#### TÂCHE À RÉALISER:
Recopiez mot pour mot le passage de l'entretien sur le féminisme en commençant par « Casey : C’est une » et en poursuivant jusqu'à « le mec dehors. ».

#### EXTRAIT DU TEXTE:
Casey : C’est une vraie question. Parce que déjà c’est des meufs qui les font, les gars. Elles peuvent être les premières à les mettre dans des délires. Je vois certaines femmes dans ma famille, je leur dis : « Tu fabriques le connard qui va faire la misère à quelqu’un d’autre plus tard. »  Je connais des filles qui ont eu un fils, elles sont amoureuses de lui ! Et quand il a un petit côté macho, elles sont presque contentes. Ça concerne les hommes et les femmes, c’est sûr. Il va falloir que les mères arrêtent d’être amoureuses de leur fils.

VD : T’as raison sur les mères qui doivent éduquer leur fils. Le petit garçon à la maison va devenir le mec dehors.

Casey : C’est un délire mystique la maternité, y’a un truc chimique qui se passe ou j’sais pas quoi (rires). En tout cas, faudrait déjà que ça, ça évolue pour le féminisme.

VD : En tout cas je remarque que les hommes jeunes se posent des questions qu’ils ne se posaient pas y a dix piges. Sur ce qu’ils font, sur leur masculinité, sur le féminisme. Je n’avais jamais vu ça auparavant. Les mecs étaient très sympa il y a quinze ans, mais franchement le féminisme, c’était nos histoires, comme les règles. À partir du moment où t’es un homme et que tu comprends que t’es pas le sujet universel, c’est signe que ça évolue.

Casey : C’est pour ça que si t’es antiraciste tu peux pas être macho, parce que c’est le même rapport de pouvoir. C’est encore une histoire de « qui a le pouvoir, qui ne l’a pas ». C’est des privilèges tout ça : tu nais, tu fais rien, tu as juste les bons chromosomes et on te file des trucs. En même temps je comprends qu’il veuillent pas lâcher (rires). C’est comme la France qui est le seul pays à avoir aboli deux fois l’esclavage. « Vous êtes surs ? On va devoir aller taffer et arrêter d’avoir des gens qui le font pour nous ? » (rires) Le féminisme pouvait naître que des meufs. C’est celui qui n’a rien qui l’ouvre. La question c’est ça : est-ce qu’il y a des hommes qui vont accepter de partager le pouvoir ? Heureusement oui, il y en a qui acceptent de déposer leurs privilèges. Il y en a qui trouvent ça abject que la grande roulette de la naissance te donne cette chance ou pas. Tu n’es pas obligé d’être con. En France on adore culpabiliser, mais ta culpabilité on s’en cogne. Viens on partage, simplement.

Virginie, dans ton dernier livre tu es presque tendre avec les hommes, par rapport à d’autres romans que tu as écrit. Ça vient du fait que les choses changent ?

VD : Non, parce que j’avais pas constaté ça quand j’ai commencé le livre. Dans ce bouquin, je suis tendre avec des hommes qui sont dans des délires qui ne sont pas du tout les miens, parce que c’est un livre ou j’essaie de comprendre d’autres vies que la mienne.

#### DONNÉES SOURCES:
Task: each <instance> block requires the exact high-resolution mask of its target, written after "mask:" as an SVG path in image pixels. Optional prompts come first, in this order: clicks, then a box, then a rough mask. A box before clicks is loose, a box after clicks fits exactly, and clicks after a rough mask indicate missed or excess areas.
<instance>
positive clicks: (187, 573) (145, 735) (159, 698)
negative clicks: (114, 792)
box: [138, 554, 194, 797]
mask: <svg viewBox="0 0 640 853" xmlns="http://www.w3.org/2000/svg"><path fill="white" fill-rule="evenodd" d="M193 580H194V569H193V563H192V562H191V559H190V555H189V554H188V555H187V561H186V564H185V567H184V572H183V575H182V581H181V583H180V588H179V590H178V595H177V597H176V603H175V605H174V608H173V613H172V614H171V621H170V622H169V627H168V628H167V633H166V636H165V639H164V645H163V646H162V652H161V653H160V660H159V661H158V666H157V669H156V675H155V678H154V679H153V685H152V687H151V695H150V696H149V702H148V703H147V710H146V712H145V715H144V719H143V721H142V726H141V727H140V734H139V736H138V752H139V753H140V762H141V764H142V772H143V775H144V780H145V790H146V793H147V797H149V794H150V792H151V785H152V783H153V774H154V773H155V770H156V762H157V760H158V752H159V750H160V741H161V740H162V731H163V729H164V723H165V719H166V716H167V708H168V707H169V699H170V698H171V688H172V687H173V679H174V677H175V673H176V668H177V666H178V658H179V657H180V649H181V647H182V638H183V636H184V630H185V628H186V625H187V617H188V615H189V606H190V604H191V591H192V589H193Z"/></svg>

#### RÉSULTAT:
Casey : C’est une vraie question. Parce que déjà c’est des meufs qui les font, les gars. Elles peuvent être les premières à les mettre dans des délires. Je vois certaines femmes dans ma famille, je leur dis : « Tu fabriques le connard qui va faire la misère à quelqu’un d’autre plus tard. »  Je connais des filles qui ont eu un fils, elles sont amoureuses de lui ! Et quand il a un petit côté macho, elles sont presque contentes. Ça concerne les hommes et les femmes, c’est sûr. Il va falloir que les mères arrêtent d’être amoureuses de leur fils.

VD : T’as raison sur les mères qui doivent éduquer leur fils. Le petit garçon à la maison va devenir le mec dehors.